▸ **Data shown**
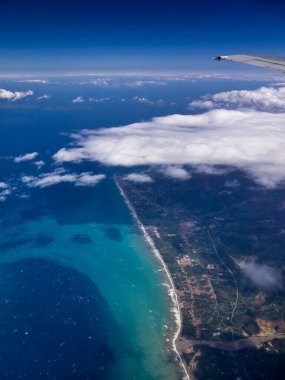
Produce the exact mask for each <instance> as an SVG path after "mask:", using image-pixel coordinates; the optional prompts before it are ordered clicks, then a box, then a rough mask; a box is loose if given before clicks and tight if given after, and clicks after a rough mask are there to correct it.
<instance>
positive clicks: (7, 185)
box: [0, 182, 12, 202]
mask: <svg viewBox="0 0 285 380" xmlns="http://www.w3.org/2000/svg"><path fill="white" fill-rule="evenodd" d="M11 193H12V190H11V188H10V186H9V185H8V184H7V183H5V182H0V202H5V201H6V199H7V197H8V196H9V195H11Z"/></svg>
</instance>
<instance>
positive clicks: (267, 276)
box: [241, 262, 283, 290]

▸ **What the exercise asks**
Show me all lines in the records that contain "clicks".

▸ **Solution to this exercise**
Produce the exact mask for each <instance> as an SVG path after "mask:", using image-pixel coordinates; the optional prompts before it are ordered clicks, then a box, then a rough mask; a box is loose if given before clicks and tight if given after, and clicks after a rough mask are there to correct it.
positive clicks: (7, 185)
positive clicks: (267, 276)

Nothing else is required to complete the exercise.